## Objetivo declarado 1
Segundo o texto para leitura, quanto os oceanos já subiram no mundo inteiro desde o fim do século 19?
## Objetivo declarado 2
Transcreva do texto para leitura o trecho que vai de "Poluição, degelo e" até "da Revolução Industrial.".

## Texto para leitura
========================================================================

As projeções foram feitas a partir da previsão do aumento de temperatura da Terra de 4ºC ou 2ºC. Nos dois cenários, cidades podem ser afetadas, mas com impactos distintos. No Brasil, a instituição desenvolveu uma animação para o Rio de Janeiro.
Poluição, degelo e desastres naturais

O mapeamento feito por software de geoprocessamento indica que a “elevação do nível do mar é provocada pela quantidade de poluição causada pela humanidade e despejada na atmosfera, e a rapidez com que as camadas de gelo terrestres na Groenlândia, e especialmente na Antártica, se desestabilizam”. 

Conforme especialistas da Climate Central, no mundo inteiro os oceanos já elevaram cerca de 20 centímetros desde o fim do século 19, logo após o início da Revolução Industrial.

========================================================================

## Dados brutos

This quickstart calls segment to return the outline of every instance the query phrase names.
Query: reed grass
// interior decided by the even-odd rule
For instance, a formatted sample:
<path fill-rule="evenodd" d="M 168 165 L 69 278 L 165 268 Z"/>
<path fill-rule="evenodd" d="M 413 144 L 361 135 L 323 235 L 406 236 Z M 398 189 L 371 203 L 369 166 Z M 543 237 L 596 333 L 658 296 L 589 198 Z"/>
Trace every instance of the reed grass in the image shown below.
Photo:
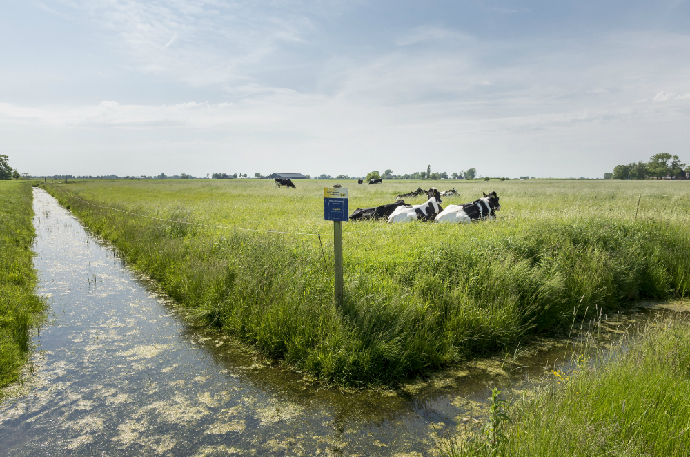
<path fill-rule="evenodd" d="M 0 387 L 17 380 L 30 350 L 29 329 L 44 307 L 35 293 L 32 202 L 28 182 L 0 181 Z"/>
<path fill-rule="evenodd" d="M 333 300 L 335 182 L 85 181 L 47 188 L 193 316 L 324 382 L 391 385 L 540 332 L 566 332 L 574 307 L 690 293 L 690 186 L 683 182 L 453 182 L 495 190 L 497 220 L 470 225 L 346 223 L 346 298 Z M 351 211 L 429 182 L 351 189 Z M 435 182 L 443 190 L 444 182 Z M 242 232 L 137 217 L 86 204 Z M 640 193 L 673 195 L 643 197 Z M 655 200 L 649 200 L 654 198 Z M 421 199 L 420 199 L 421 201 Z M 414 202 L 414 201 L 413 201 Z"/>
<path fill-rule="evenodd" d="M 584 344 L 507 408 L 500 439 L 442 440 L 451 457 L 690 455 L 690 318 L 649 322 L 605 351 Z M 466 428 L 460 426 L 460 431 Z"/>

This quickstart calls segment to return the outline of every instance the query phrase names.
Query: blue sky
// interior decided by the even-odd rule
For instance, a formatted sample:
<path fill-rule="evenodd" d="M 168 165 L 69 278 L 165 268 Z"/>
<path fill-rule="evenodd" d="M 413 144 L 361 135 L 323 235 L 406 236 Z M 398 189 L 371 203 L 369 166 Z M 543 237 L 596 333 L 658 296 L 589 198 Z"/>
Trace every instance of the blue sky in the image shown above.
<path fill-rule="evenodd" d="M 34 175 L 690 162 L 687 1 L 0 8 L 0 148 Z"/>

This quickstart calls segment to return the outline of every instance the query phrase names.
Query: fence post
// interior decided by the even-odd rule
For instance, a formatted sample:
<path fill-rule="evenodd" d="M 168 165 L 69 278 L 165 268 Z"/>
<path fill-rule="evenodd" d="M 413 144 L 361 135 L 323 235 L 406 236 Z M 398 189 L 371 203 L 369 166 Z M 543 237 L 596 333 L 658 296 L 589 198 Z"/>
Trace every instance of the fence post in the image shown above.
<path fill-rule="evenodd" d="M 343 228 L 342 222 L 333 221 L 333 257 L 335 259 L 335 302 L 343 302 Z"/>

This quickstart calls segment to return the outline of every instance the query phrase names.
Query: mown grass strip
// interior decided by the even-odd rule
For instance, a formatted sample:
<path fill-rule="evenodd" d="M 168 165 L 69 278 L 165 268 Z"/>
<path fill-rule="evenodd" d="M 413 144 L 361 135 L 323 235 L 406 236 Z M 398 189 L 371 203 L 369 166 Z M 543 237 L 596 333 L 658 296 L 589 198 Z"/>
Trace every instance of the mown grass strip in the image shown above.
<path fill-rule="evenodd" d="M 586 350 L 585 350 L 586 351 Z M 576 354 L 577 356 L 580 354 Z M 690 455 L 690 319 L 650 322 L 596 363 L 556 372 L 508 408 L 493 443 L 479 430 L 442 441 L 451 457 Z M 578 366 L 578 365 L 576 365 Z M 460 426 L 462 430 L 464 426 Z"/>
<path fill-rule="evenodd" d="M 59 190 L 175 220 L 324 233 L 319 183 L 288 191 L 266 182 L 210 182 L 48 188 L 190 315 L 326 383 L 395 384 L 536 333 L 567 331 L 573 309 L 582 316 L 588 307 L 690 294 L 690 230 L 677 202 L 657 204 L 667 219 L 634 222 L 634 199 L 632 213 L 620 212 L 629 190 L 609 188 L 590 211 L 581 200 L 601 194 L 591 186 L 576 183 L 571 195 L 561 184 L 557 193 L 543 183 L 522 186 L 506 188 L 512 196 L 501 202 L 525 215 L 513 210 L 495 222 L 352 224 L 344 235 L 346 300 L 339 307 L 315 237 L 147 220 Z M 358 198 L 391 198 L 382 188 L 358 188 Z M 547 214 L 527 212 L 535 193 L 542 193 L 537 200 L 551 198 Z M 375 228 L 382 231 L 357 233 Z"/>
<path fill-rule="evenodd" d="M 18 379 L 30 350 L 29 329 L 44 309 L 35 293 L 32 199 L 28 182 L 0 181 L 0 387 Z"/>

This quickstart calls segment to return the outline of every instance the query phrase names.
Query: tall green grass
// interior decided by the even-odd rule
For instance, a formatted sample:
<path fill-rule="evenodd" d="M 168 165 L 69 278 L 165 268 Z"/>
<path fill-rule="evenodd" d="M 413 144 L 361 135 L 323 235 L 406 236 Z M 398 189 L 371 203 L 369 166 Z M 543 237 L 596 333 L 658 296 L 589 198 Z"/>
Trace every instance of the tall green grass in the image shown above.
<path fill-rule="evenodd" d="M 690 319 L 648 323 L 641 338 L 624 338 L 600 359 L 587 349 L 571 372 L 556 372 L 508 407 L 497 443 L 473 431 L 443 440 L 442 454 L 690 455 Z"/>
<path fill-rule="evenodd" d="M 43 309 L 32 263 L 32 201 L 28 182 L 0 181 L 0 387 L 17 380 L 30 349 L 29 329 Z"/>
<path fill-rule="evenodd" d="M 644 202 L 633 220 L 638 193 L 690 195 L 688 187 L 453 183 L 460 195 L 444 204 L 497 190 L 498 220 L 346 224 L 342 306 L 333 299 L 332 255 L 324 266 L 315 236 L 144 219 L 65 192 L 168 219 L 320 233 L 332 253 L 321 191 L 332 184 L 299 182 L 293 190 L 265 181 L 77 182 L 48 188 L 190 315 L 346 386 L 395 383 L 538 332 L 566 331 L 575 307 L 690 293 L 690 199 L 660 197 L 653 211 Z M 351 188 L 351 209 L 428 186 L 342 184 Z"/>

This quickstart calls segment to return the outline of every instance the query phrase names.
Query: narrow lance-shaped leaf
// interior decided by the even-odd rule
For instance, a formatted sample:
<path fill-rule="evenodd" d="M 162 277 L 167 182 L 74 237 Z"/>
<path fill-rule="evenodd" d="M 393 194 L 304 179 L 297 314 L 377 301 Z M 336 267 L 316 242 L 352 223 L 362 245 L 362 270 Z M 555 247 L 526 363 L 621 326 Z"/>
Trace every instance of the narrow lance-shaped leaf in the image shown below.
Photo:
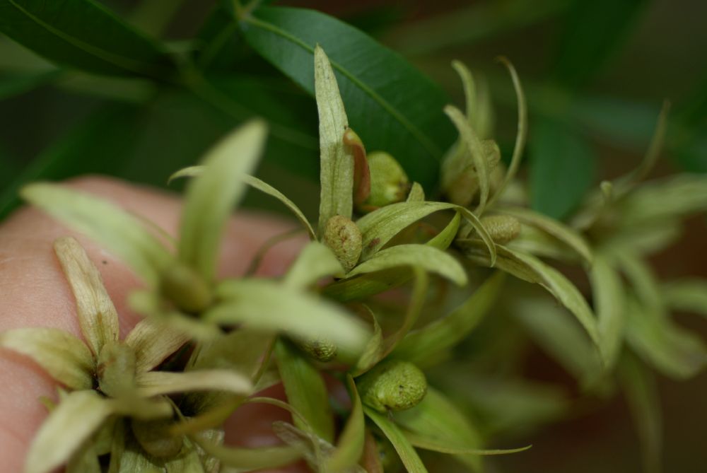
<path fill-rule="evenodd" d="M 306 421 L 303 423 L 295 417 L 295 425 L 303 430 L 308 426 L 325 440 L 333 442 L 334 418 L 327 386 L 319 371 L 284 340 L 276 344 L 275 356 L 287 402 Z"/>
<path fill-rule="evenodd" d="M 427 473 L 427 469 L 418 456 L 414 447 L 410 444 L 395 423 L 370 407 L 364 406 L 363 411 L 390 440 L 408 473 Z"/>
<path fill-rule="evenodd" d="M 90 350 L 74 335 L 53 328 L 13 329 L 0 333 L 0 348 L 35 361 L 59 383 L 74 390 L 93 385 L 95 361 Z"/>
<path fill-rule="evenodd" d="M 187 168 L 184 168 L 183 169 L 180 169 L 174 174 L 173 174 L 171 176 L 170 176 L 170 178 L 168 180 L 168 184 L 171 182 L 175 179 L 179 179 L 180 177 L 195 177 L 197 176 L 201 175 L 201 173 L 204 173 L 204 168 L 205 166 L 199 165 L 199 166 L 189 166 Z M 264 192 L 265 194 L 267 194 L 268 195 L 272 196 L 273 197 L 275 197 L 279 201 L 284 204 L 287 206 L 287 208 L 289 209 L 293 214 L 294 214 L 295 216 L 297 217 L 297 219 L 302 223 L 302 225 L 304 226 L 305 228 L 307 229 L 307 231 L 310 234 L 310 237 L 311 237 L 312 240 L 315 240 L 317 238 L 317 235 L 314 232 L 314 229 L 312 228 L 312 226 L 310 225 L 309 221 L 307 220 L 307 217 L 305 217 L 305 214 L 302 213 L 302 211 L 300 210 L 300 208 L 298 207 L 294 202 L 288 199 L 284 194 L 283 194 L 278 189 L 275 189 L 267 182 L 265 182 L 264 181 L 258 179 L 257 177 L 255 177 L 255 176 L 246 174 L 243 175 L 243 181 L 246 184 L 250 185 L 251 187 L 257 189 L 261 192 Z"/>
<path fill-rule="evenodd" d="M 466 337 L 493 306 L 503 287 L 504 274 L 498 271 L 449 315 L 409 333 L 392 356 L 416 363 L 436 357 Z"/>
<path fill-rule="evenodd" d="M 337 449 L 326 462 L 325 470 L 342 472 L 358 463 L 363 455 L 366 434 L 366 420 L 363 417 L 363 404 L 361 404 L 356 384 L 351 375 L 346 375 L 346 385 L 351 397 L 351 411 L 349 420 L 339 436 Z"/>
<path fill-rule="evenodd" d="M 180 259 L 207 281 L 214 277 L 221 233 L 231 209 L 245 191 L 262 152 L 267 127 L 259 120 L 223 139 L 204 160 L 204 171 L 187 189 L 180 230 Z"/>
<path fill-rule="evenodd" d="M 0 1 L 0 31 L 54 62 L 99 74 L 167 79 L 165 49 L 90 0 Z"/>
<path fill-rule="evenodd" d="M 173 259 L 141 220 L 107 201 L 68 187 L 31 184 L 21 192 L 33 205 L 122 258 L 150 285 Z"/>
<path fill-rule="evenodd" d="M 304 289 L 328 276 L 341 277 L 344 268 L 329 247 L 311 242 L 300 252 L 297 259 L 285 274 L 283 284 L 291 288 Z"/>
<path fill-rule="evenodd" d="M 95 391 L 70 393 L 40 428 L 27 455 L 25 473 L 49 473 L 61 466 L 111 414 L 110 402 Z"/>
<path fill-rule="evenodd" d="M 366 147 L 385 150 L 411 180 L 435 186 L 439 160 L 454 139 L 442 113 L 449 100 L 437 85 L 397 53 L 317 11 L 260 7 L 240 20 L 248 44 L 312 95 L 312 58 L 320 45 L 337 75 L 351 127 Z"/>
<path fill-rule="evenodd" d="M 624 337 L 625 301 L 621 277 L 603 255 L 597 255 L 590 272 L 595 310 L 598 317 L 599 341 L 603 346 L 607 368 L 612 368 Z"/>
<path fill-rule="evenodd" d="M 54 243 L 74 297 L 81 332 L 98 356 L 107 342 L 118 339 L 118 314 L 103 286 L 100 273 L 74 238 L 64 237 Z"/>
<path fill-rule="evenodd" d="M 319 231 L 335 215 L 351 218 L 354 209 L 354 151 L 344 146 L 349 119 L 339 86 L 324 49 L 314 52 L 314 83 L 319 110 L 319 146 L 321 158 Z"/>
<path fill-rule="evenodd" d="M 401 266 L 419 267 L 459 286 L 467 282 L 462 265 L 448 253 L 426 245 L 396 245 L 382 250 L 350 271 L 347 277 Z"/>
<path fill-rule="evenodd" d="M 365 326 L 339 306 L 271 281 L 227 281 L 216 293 L 223 302 L 204 314 L 206 321 L 330 340 L 349 354 L 360 353 L 369 337 Z"/>

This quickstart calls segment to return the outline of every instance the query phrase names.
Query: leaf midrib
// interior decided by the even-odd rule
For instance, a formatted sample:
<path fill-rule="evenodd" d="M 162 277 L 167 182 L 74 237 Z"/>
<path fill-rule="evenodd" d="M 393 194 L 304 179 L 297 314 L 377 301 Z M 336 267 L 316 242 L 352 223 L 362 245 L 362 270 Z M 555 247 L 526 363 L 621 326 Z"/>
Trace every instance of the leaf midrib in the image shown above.
<path fill-rule="evenodd" d="M 243 21 L 252 25 L 253 26 L 269 30 L 276 35 L 281 36 L 281 37 L 291 42 L 293 44 L 296 45 L 297 46 L 299 46 L 302 49 L 305 49 L 311 54 L 312 57 L 314 57 L 314 48 L 298 37 L 280 28 L 278 28 L 276 25 L 271 23 L 253 18 L 252 16 L 247 16 L 243 18 Z M 348 69 L 335 61 L 330 60 L 329 62 L 332 64 L 332 67 L 343 74 L 356 87 L 368 95 L 374 102 L 376 102 L 379 105 L 380 105 L 383 110 L 387 112 L 394 119 L 395 119 L 396 121 L 400 123 L 400 124 L 402 125 L 405 129 L 414 136 L 415 139 L 419 141 L 423 146 L 424 146 L 425 149 L 426 149 L 427 151 L 435 158 L 435 159 L 439 160 L 440 155 L 441 153 L 440 150 L 417 127 L 411 123 L 407 118 L 405 118 L 404 115 L 397 110 L 397 109 L 378 95 L 371 88 L 368 87 L 361 80 L 356 78 L 356 76 L 354 76 Z"/>

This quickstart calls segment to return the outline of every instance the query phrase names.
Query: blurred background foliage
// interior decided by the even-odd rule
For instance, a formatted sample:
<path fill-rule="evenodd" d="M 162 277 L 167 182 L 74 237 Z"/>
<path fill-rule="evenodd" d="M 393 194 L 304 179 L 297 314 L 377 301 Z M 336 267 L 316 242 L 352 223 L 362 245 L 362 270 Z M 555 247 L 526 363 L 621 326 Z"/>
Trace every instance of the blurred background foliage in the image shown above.
<path fill-rule="evenodd" d="M 294 196 L 310 216 L 315 214 L 318 140 L 316 107 L 309 93 L 312 64 L 306 54 L 298 56 L 301 52 L 296 48 L 278 43 L 280 40 L 268 35 L 271 28 L 239 25 L 234 18 L 243 12 L 230 1 L 59 2 L 75 7 L 73 15 L 54 15 L 43 3 L 0 0 L 3 216 L 18 204 L 18 188 L 40 178 L 100 173 L 165 187 L 173 171 L 194 163 L 220 136 L 255 115 L 265 117 L 271 126 L 259 174 Z M 397 151 L 409 173 L 426 180 L 428 190 L 436 183 L 442 148 L 454 138 L 441 106 L 463 102 L 461 85 L 450 66 L 453 59 L 467 64 L 490 91 L 494 135 L 502 155 L 510 155 L 516 103 L 510 80 L 494 61 L 499 54 L 513 61 L 528 96 L 530 134 L 523 175 L 534 208 L 564 217 L 600 178 L 631 169 L 648 147 L 666 98 L 672 105 L 666 159 L 656 173 L 707 171 L 705 2 L 263 3 L 313 8 L 338 18 L 398 52 L 441 86 L 443 90 L 438 90 L 408 71 L 397 56 L 329 17 L 303 13 L 295 23 L 276 11 L 255 10 L 259 21 L 282 28 L 298 41 L 322 42 L 332 59 L 350 71 L 349 78 L 370 85 L 373 93 L 407 114 L 397 122 L 385 107 L 363 99 L 346 103 L 353 110 L 352 126 L 369 150 Z M 48 16 L 40 18 L 40 13 Z M 54 22 L 49 28 L 47 18 Z M 349 33 L 355 40 L 347 41 Z M 399 87 L 376 88 L 380 74 L 400 74 Z M 355 94 L 343 85 L 345 99 L 349 93 Z M 406 128 L 406 123 L 410 126 Z M 398 126 L 422 132 L 411 132 L 411 137 L 404 139 L 390 138 L 399 136 Z M 278 209 L 255 196 L 247 202 Z M 690 229 L 694 231 L 678 249 L 655 259 L 660 272 L 707 274 L 703 221 L 691 222 Z M 705 332 L 699 320 L 680 320 Z M 562 368 L 537 350 L 527 349 L 519 337 L 510 331 L 504 335 L 506 344 L 471 346 L 469 353 L 496 356 L 498 361 L 499 353 L 522 351 L 522 369 L 532 379 L 575 389 Z M 638 440 L 620 397 L 608 405 L 588 402 L 570 412 L 562 400 L 566 392 L 549 392 L 547 384 L 463 382 L 478 393 L 475 405 L 482 406 L 482 417 L 484 409 L 495 413 L 493 423 L 486 426 L 491 433 L 510 431 L 506 440 L 534 445 L 522 455 L 494 458 L 489 462 L 492 469 L 638 471 Z M 659 391 L 667 471 L 704 471 L 705 376 L 681 383 L 660 378 Z M 502 395 L 507 392 L 516 395 L 506 399 Z M 551 428 L 532 435 L 523 428 L 508 428 L 551 421 L 555 422 Z M 447 467 L 438 471 L 452 471 Z"/>

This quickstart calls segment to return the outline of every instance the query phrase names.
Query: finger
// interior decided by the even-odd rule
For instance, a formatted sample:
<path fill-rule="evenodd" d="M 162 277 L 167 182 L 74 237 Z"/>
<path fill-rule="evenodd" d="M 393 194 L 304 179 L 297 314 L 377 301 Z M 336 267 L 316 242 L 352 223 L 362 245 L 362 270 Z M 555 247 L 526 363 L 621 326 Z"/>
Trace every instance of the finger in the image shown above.
<path fill-rule="evenodd" d="M 83 178 L 71 185 L 113 201 L 146 218 L 172 235 L 179 225 L 180 202 L 161 192 L 106 178 Z M 286 221 L 239 214 L 228 224 L 223 240 L 221 276 L 243 273 L 268 238 L 294 226 Z M 117 258 L 86 238 L 67 230 L 33 209 L 23 209 L 0 226 L 0 331 L 22 327 L 57 327 L 80 337 L 76 306 L 54 255 L 52 243 L 71 235 L 86 247 L 98 267 L 120 318 L 121 336 L 139 320 L 126 304 L 139 280 Z M 260 272 L 281 273 L 296 255 L 301 240 L 286 241 L 264 258 Z M 40 396 L 54 398 L 55 383 L 26 358 L 0 350 L 0 465 L 21 471 L 28 446 L 46 411 Z"/>

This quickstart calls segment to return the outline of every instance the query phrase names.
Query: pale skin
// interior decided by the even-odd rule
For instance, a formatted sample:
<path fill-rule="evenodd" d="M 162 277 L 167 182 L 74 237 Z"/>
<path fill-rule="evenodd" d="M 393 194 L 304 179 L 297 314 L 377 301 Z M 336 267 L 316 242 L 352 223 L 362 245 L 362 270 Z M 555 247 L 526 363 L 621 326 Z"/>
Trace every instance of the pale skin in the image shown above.
<path fill-rule="evenodd" d="M 74 180 L 70 185 L 103 198 L 177 233 L 180 201 L 175 196 L 103 177 Z M 252 255 L 269 238 L 291 230 L 295 223 L 255 214 L 239 213 L 229 222 L 221 251 L 221 276 L 242 275 Z M 98 267 L 120 317 L 121 337 L 139 317 L 126 303 L 126 296 L 140 281 L 119 259 L 87 238 L 67 230 L 33 209 L 22 209 L 0 225 L 0 331 L 23 327 L 60 328 L 81 337 L 75 305 L 54 254 L 52 242 L 71 235 L 83 245 Z M 259 275 L 281 274 L 293 261 L 303 240 L 295 238 L 274 247 Z M 21 472 L 33 436 L 47 411 L 37 400 L 56 399 L 56 383 L 38 366 L 13 352 L 0 349 L 0 465 L 2 471 Z M 267 395 L 282 397 L 282 390 Z M 226 424 L 228 443 L 256 446 L 277 443 L 270 433 L 276 420 L 289 420 L 275 407 L 251 404 L 236 411 Z M 307 471 L 301 465 L 275 472 Z"/>

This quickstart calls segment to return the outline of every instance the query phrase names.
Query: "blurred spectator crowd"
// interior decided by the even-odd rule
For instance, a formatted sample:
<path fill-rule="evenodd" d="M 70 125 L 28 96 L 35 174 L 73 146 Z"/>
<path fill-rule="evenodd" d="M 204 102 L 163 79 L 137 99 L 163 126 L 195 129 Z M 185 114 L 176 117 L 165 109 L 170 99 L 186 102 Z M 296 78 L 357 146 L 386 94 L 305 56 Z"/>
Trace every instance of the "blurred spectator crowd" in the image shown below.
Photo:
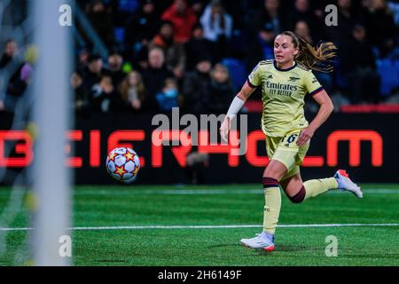
<path fill-rule="evenodd" d="M 399 102 L 399 4 L 385 0 L 78 1 L 108 55 L 75 44 L 74 109 L 91 112 L 223 114 L 259 60 L 273 58 L 273 39 L 293 30 L 313 44 L 339 48 L 331 74 L 316 72 L 336 106 Z M 325 7 L 338 7 L 338 25 Z M 77 25 L 82 35 L 85 31 Z M 85 40 L 84 43 L 89 41 Z M 0 69 L 18 51 L 9 40 Z M 26 56 L 8 78 L 20 96 L 34 63 Z M 255 92 L 251 99 L 260 99 Z M 310 104 L 311 106 L 311 104 Z M 0 110 L 4 107 L 0 98 Z"/>

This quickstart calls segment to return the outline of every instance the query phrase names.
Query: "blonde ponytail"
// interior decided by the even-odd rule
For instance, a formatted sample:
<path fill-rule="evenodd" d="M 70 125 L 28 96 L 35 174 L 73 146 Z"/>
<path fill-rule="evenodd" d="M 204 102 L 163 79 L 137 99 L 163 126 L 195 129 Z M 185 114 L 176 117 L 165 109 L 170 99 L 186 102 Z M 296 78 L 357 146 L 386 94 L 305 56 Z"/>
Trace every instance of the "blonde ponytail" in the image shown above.
<path fill-rule="evenodd" d="M 291 31 L 282 32 L 280 35 L 289 36 L 293 39 L 293 46 L 298 47 L 299 52 L 295 61 L 305 67 L 321 72 L 332 72 L 331 59 L 336 56 L 337 47 L 333 43 L 321 43 L 317 47 Z"/>

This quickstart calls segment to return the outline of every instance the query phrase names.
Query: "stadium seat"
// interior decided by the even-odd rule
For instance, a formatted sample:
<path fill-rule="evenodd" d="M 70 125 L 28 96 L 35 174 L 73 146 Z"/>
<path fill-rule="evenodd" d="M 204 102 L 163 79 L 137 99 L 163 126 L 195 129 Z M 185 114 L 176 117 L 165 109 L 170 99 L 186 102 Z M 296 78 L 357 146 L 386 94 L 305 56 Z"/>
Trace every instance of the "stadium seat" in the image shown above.
<path fill-rule="evenodd" d="M 381 79 L 381 96 L 388 96 L 395 88 L 397 80 L 397 69 L 394 61 L 390 59 L 378 59 L 377 71 Z"/>
<path fill-rule="evenodd" d="M 246 80 L 246 65 L 241 60 L 232 58 L 223 59 L 222 64 L 229 69 L 234 91 L 239 91 Z"/>
<path fill-rule="evenodd" d="M 120 12 L 135 12 L 140 7 L 140 0 L 119 0 Z"/>
<path fill-rule="evenodd" d="M 123 43 L 125 40 L 125 28 L 113 28 L 113 36 L 115 36 L 116 42 Z"/>

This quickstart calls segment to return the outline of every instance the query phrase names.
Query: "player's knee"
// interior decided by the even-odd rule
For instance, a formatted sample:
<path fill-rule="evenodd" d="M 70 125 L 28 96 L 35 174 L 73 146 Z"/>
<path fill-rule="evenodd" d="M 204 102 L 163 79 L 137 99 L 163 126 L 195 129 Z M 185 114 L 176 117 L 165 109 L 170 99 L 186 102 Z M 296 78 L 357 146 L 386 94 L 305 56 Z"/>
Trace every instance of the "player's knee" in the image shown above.
<path fill-rule="evenodd" d="M 298 192 L 298 193 L 296 193 L 293 196 L 288 196 L 288 199 L 291 201 L 291 202 L 293 203 L 301 203 L 305 200 L 305 196 L 306 196 L 306 190 L 305 190 L 305 186 L 302 185 L 302 187 L 301 187 L 300 191 Z"/>
<path fill-rule="evenodd" d="M 278 180 L 273 178 L 263 177 L 262 179 L 262 184 L 263 185 L 263 189 L 266 190 L 270 187 L 278 187 Z"/>

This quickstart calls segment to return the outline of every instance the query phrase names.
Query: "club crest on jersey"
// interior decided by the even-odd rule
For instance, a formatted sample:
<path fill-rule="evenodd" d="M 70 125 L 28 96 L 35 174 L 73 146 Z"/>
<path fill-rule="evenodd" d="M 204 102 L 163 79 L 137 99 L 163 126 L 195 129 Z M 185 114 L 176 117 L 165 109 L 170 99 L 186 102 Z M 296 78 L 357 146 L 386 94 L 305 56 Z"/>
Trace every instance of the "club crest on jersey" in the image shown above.
<path fill-rule="evenodd" d="M 301 79 L 298 78 L 298 77 L 290 77 L 290 78 L 288 79 L 289 82 L 296 82 L 296 81 L 298 81 L 298 80 L 301 80 Z"/>

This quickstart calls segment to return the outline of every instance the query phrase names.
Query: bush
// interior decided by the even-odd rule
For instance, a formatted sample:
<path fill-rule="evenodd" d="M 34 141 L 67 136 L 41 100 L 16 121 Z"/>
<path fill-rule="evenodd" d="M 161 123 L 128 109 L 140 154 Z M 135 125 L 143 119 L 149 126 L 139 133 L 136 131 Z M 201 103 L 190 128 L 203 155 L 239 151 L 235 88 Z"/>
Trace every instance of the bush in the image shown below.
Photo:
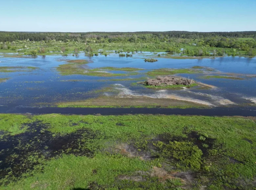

========================================================================

## Resposta desenvolvida 1
Cerca de 20 centímetros.

## Resposta desenvolvida 2
Poluição, degelo e desastres naturais

O mapeamento feito por software de geoprocessamento indica que a “elevação do nível do mar é provocada pela quantidade de poluição causada pela humanidade e despejada na atmosfera, e a rapidez com que as camadas de gelo terrestres na Groenlândia, e especialmente na Antártica, se desestabilizam”. 

Conforme especialistas da Climate Central, no mundo inteiro os oceanos já elevaram cerca de 20 centímetros desde o fim do século 19, logo após o início da Revolução Industrial.